▶ _TASK TO COMPLETE_:
Only lines with the string "chalkboard" matter here; gather them from the material below.

▶ _THE DATA_:
· · · · ·

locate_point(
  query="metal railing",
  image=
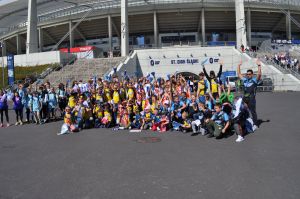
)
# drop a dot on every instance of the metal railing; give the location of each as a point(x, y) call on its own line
point(270, 61)
point(111, 4)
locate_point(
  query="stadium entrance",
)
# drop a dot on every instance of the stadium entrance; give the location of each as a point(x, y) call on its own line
point(188, 76)
point(177, 38)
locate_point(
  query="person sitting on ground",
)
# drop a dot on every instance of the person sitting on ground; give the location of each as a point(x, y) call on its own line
point(3, 108)
point(218, 124)
point(214, 81)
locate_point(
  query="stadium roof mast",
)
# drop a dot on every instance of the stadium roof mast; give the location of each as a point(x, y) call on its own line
point(241, 38)
point(124, 28)
point(32, 39)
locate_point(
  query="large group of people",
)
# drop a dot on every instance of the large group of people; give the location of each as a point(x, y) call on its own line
point(205, 106)
point(285, 60)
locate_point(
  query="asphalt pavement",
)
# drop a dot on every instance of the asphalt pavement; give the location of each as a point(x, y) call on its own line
point(35, 163)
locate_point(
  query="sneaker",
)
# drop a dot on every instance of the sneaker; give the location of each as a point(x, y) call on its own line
point(254, 127)
point(203, 132)
point(239, 139)
point(220, 136)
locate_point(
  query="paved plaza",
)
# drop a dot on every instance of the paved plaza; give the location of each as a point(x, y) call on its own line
point(35, 163)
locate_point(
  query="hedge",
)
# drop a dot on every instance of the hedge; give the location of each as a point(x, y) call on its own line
point(22, 72)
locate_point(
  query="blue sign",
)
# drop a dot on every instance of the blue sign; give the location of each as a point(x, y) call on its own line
point(11, 69)
point(229, 73)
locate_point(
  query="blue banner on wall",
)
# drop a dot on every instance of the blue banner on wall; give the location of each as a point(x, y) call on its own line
point(11, 69)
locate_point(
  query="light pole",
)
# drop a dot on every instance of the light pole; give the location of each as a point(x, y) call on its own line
point(2, 47)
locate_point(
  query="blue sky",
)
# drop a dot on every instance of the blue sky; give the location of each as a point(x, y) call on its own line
point(2, 2)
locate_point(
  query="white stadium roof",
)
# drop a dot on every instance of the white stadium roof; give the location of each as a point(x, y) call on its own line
point(14, 12)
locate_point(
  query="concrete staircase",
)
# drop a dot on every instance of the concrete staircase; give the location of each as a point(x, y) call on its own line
point(83, 69)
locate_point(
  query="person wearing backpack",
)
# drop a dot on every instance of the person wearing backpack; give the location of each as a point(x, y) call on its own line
point(214, 81)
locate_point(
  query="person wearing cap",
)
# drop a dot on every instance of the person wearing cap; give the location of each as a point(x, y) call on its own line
point(250, 83)
point(3, 108)
point(202, 87)
point(214, 81)
point(147, 118)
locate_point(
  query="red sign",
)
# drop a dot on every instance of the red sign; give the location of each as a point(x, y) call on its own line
point(78, 49)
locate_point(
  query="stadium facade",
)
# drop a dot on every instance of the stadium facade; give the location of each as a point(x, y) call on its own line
point(112, 25)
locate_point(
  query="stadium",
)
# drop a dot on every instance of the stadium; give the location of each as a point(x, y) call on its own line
point(123, 99)
point(193, 32)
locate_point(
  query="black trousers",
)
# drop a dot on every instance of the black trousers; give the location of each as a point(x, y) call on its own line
point(2, 112)
point(252, 108)
point(19, 114)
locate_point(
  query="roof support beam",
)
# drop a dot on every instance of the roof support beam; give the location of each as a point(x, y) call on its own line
point(115, 28)
point(78, 30)
point(47, 34)
point(278, 24)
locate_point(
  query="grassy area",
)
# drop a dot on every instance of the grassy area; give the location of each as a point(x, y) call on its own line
point(22, 72)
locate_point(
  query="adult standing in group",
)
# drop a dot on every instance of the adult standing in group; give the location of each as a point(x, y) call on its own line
point(250, 83)
point(214, 80)
point(3, 108)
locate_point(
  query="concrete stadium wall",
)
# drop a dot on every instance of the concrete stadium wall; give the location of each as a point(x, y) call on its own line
point(186, 59)
point(40, 58)
point(130, 65)
point(165, 61)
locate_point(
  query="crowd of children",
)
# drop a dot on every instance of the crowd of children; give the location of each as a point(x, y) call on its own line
point(205, 106)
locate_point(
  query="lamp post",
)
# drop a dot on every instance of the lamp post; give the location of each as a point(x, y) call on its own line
point(2, 47)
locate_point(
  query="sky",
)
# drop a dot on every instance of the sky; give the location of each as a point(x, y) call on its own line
point(2, 2)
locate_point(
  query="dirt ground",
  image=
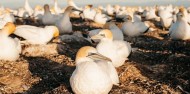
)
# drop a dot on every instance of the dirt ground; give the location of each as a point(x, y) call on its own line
point(158, 66)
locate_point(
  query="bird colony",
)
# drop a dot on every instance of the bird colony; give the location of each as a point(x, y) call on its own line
point(94, 50)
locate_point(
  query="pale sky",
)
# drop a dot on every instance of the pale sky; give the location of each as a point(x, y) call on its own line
point(62, 3)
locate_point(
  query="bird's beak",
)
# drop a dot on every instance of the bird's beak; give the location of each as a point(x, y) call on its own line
point(74, 9)
point(97, 56)
point(96, 37)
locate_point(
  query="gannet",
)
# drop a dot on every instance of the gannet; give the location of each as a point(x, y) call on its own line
point(38, 12)
point(71, 3)
point(49, 18)
point(150, 14)
point(180, 30)
point(116, 32)
point(166, 17)
point(28, 8)
point(110, 10)
point(116, 50)
point(64, 24)
point(101, 18)
point(89, 13)
point(7, 17)
point(57, 8)
point(94, 73)
point(36, 35)
point(132, 29)
point(10, 48)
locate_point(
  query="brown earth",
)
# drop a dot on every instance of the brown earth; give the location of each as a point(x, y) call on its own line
point(158, 66)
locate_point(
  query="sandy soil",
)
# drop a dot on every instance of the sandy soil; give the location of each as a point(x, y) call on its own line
point(158, 66)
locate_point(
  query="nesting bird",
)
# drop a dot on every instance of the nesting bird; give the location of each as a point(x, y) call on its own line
point(49, 18)
point(132, 29)
point(64, 24)
point(116, 50)
point(116, 32)
point(94, 73)
point(10, 48)
point(36, 35)
point(180, 30)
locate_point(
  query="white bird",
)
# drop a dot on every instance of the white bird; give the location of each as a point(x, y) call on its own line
point(180, 30)
point(64, 24)
point(89, 13)
point(116, 50)
point(166, 17)
point(38, 13)
point(28, 8)
point(71, 3)
point(101, 18)
point(150, 14)
point(116, 32)
point(49, 18)
point(10, 48)
point(133, 29)
point(94, 73)
point(57, 8)
point(36, 35)
point(110, 10)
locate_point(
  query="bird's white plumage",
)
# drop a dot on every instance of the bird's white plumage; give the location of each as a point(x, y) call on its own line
point(180, 30)
point(116, 50)
point(10, 48)
point(90, 76)
point(35, 35)
point(132, 29)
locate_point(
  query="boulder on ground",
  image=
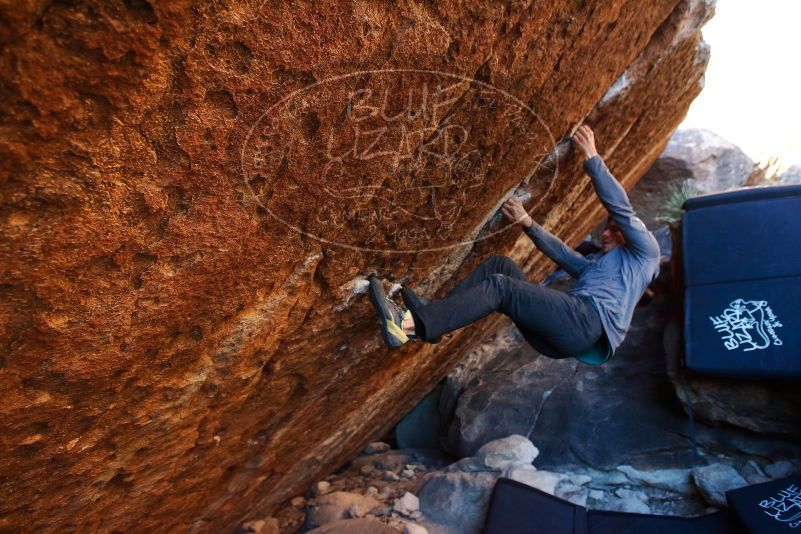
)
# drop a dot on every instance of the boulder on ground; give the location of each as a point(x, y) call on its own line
point(338, 505)
point(713, 481)
point(354, 526)
point(457, 500)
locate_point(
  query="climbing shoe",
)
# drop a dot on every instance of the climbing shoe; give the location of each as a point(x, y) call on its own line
point(414, 301)
point(390, 315)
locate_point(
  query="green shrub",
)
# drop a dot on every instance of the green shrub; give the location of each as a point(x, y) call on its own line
point(671, 210)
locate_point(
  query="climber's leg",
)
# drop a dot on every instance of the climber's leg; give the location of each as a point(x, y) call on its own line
point(567, 323)
point(495, 264)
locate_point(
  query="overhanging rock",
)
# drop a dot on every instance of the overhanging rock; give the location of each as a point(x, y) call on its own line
point(193, 194)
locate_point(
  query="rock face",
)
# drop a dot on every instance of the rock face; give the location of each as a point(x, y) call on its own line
point(192, 196)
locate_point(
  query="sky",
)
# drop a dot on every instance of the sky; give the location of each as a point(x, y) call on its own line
point(752, 90)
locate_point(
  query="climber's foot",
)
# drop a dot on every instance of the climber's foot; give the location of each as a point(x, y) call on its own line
point(414, 301)
point(389, 314)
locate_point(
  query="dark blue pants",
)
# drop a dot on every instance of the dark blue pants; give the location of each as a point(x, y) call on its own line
point(558, 325)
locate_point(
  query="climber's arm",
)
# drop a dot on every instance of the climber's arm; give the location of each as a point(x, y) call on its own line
point(614, 198)
point(553, 247)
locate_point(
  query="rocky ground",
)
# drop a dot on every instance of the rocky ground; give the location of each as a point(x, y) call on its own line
point(414, 491)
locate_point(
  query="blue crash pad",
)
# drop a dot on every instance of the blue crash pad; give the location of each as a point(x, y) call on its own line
point(742, 273)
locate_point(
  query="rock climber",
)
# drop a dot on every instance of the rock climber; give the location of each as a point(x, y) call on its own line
point(587, 322)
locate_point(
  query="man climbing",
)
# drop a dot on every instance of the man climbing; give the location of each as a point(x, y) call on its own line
point(588, 322)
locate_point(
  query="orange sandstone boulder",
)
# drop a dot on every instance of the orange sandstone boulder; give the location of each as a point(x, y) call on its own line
point(193, 193)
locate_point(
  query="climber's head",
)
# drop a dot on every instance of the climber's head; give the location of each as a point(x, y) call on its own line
point(612, 236)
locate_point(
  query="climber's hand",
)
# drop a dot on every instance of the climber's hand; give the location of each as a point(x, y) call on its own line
point(584, 141)
point(514, 211)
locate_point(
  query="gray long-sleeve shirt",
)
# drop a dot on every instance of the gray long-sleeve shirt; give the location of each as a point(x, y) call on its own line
point(616, 280)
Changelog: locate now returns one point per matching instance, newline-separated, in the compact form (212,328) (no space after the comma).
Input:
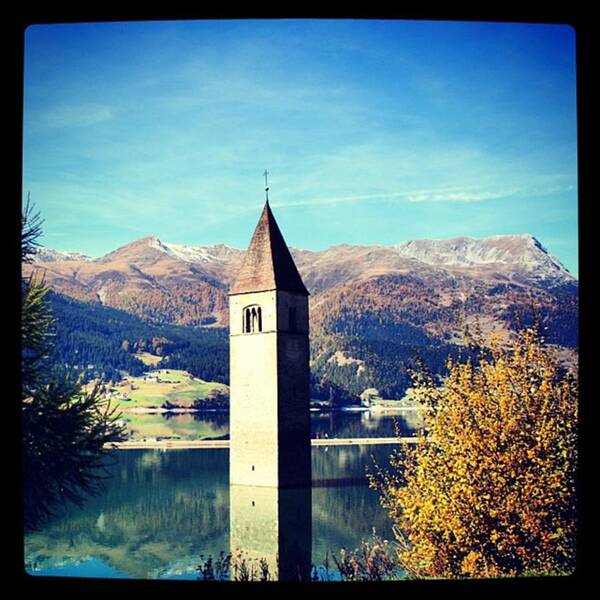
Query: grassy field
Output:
(148,359)
(155,388)
(183,426)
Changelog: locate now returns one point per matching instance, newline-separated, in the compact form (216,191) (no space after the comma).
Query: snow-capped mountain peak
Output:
(523,252)
(49,255)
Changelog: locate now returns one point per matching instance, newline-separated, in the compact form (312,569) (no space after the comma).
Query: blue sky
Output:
(374,132)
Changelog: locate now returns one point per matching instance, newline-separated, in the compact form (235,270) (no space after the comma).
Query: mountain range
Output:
(372,307)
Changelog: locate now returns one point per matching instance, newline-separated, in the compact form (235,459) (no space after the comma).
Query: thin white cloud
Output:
(81,115)
(414,196)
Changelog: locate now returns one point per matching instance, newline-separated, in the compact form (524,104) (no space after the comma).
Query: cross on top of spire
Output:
(266,174)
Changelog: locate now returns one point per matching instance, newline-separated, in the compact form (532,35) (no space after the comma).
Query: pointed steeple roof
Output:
(268,264)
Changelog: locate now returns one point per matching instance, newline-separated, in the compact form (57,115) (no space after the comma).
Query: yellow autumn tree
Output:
(489,489)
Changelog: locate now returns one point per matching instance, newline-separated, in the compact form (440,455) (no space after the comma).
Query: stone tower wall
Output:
(269,414)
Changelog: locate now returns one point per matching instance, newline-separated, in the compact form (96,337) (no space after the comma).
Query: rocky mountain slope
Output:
(372,307)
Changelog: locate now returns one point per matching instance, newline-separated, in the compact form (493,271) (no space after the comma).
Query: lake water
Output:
(162,511)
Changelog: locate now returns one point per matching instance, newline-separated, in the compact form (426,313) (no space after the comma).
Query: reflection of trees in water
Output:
(343,516)
(339,462)
(162,509)
(158,507)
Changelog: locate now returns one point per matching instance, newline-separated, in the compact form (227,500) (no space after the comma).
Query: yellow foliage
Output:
(489,490)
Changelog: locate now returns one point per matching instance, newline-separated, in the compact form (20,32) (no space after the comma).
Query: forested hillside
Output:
(99,341)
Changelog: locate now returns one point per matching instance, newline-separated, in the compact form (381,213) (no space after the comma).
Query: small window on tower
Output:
(251,319)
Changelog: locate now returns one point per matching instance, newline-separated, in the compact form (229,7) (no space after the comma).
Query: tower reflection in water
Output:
(272,526)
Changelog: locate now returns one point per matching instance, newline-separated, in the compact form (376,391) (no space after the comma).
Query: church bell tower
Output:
(269,366)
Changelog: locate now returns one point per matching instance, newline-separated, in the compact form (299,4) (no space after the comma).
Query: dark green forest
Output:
(98,341)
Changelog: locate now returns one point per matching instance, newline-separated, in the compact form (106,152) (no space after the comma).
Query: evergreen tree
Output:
(64,429)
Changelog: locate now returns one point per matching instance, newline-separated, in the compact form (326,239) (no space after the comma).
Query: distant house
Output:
(368,396)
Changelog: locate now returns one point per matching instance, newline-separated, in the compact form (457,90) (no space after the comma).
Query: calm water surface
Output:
(163,510)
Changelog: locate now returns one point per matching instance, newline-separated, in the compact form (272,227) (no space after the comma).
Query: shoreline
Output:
(183,411)
(224,444)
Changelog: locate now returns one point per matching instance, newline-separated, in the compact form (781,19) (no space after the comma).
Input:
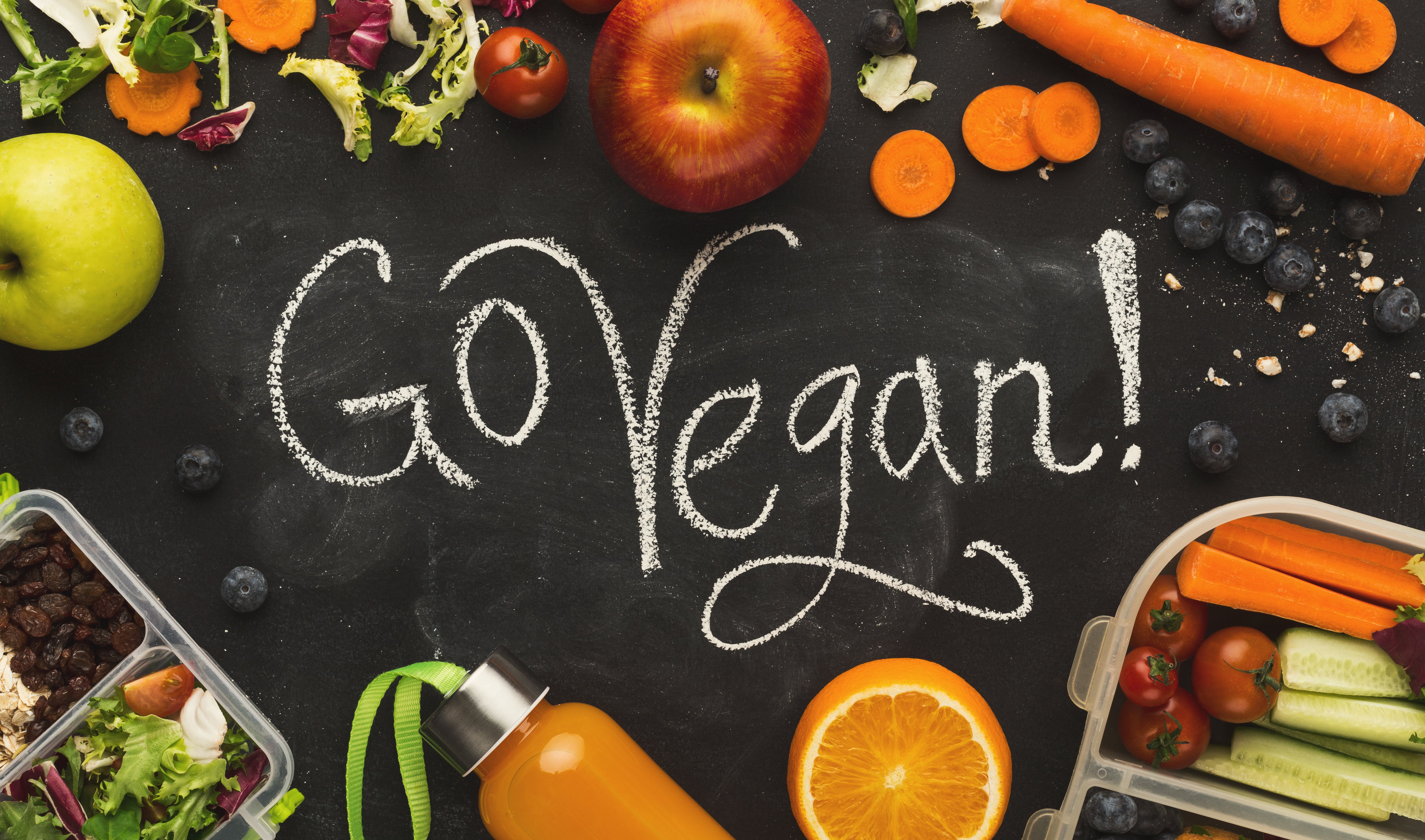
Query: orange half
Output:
(898,749)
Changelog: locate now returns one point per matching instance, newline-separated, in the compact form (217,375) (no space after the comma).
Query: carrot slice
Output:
(1369,582)
(913,174)
(1316,22)
(160,102)
(1367,43)
(1367,552)
(261,25)
(997,129)
(1216,577)
(1064,123)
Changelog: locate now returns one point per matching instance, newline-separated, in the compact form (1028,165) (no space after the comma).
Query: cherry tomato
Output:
(162,693)
(592,6)
(521,73)
(1169,621)
(1168,737)
(1237,674)
(1149,677)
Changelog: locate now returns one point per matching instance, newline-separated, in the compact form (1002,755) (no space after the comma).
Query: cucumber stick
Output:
(1336,664)
(1381,755)
(1354,779)
(1381,721)
(1217,761)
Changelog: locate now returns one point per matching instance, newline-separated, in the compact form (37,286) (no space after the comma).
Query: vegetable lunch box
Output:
(165,644)
(1093,682)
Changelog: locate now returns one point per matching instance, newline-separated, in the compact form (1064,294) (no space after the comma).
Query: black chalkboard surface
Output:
(541,543)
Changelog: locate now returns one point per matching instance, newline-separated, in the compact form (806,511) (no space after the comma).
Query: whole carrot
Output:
(1339,134)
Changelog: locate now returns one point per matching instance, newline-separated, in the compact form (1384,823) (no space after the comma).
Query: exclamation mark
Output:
(1119,270)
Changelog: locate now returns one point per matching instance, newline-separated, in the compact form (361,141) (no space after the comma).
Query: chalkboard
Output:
(515,251)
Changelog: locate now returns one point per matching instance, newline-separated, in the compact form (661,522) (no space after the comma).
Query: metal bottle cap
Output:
(475,718)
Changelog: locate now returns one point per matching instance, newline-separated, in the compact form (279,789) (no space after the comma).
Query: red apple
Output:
(696,143)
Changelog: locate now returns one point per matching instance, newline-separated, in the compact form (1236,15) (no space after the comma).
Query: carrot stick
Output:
(1367,43)
(1316,22)
(1334,133)
(913,174)
(1064,123)
(1369,582)
(1216,577)
(997,129)
(1367,552)
(261,25)
(160,102)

· · · · ·

▶ _RESPONSE_:
Query: black chalkboard surface
Query: chalkboard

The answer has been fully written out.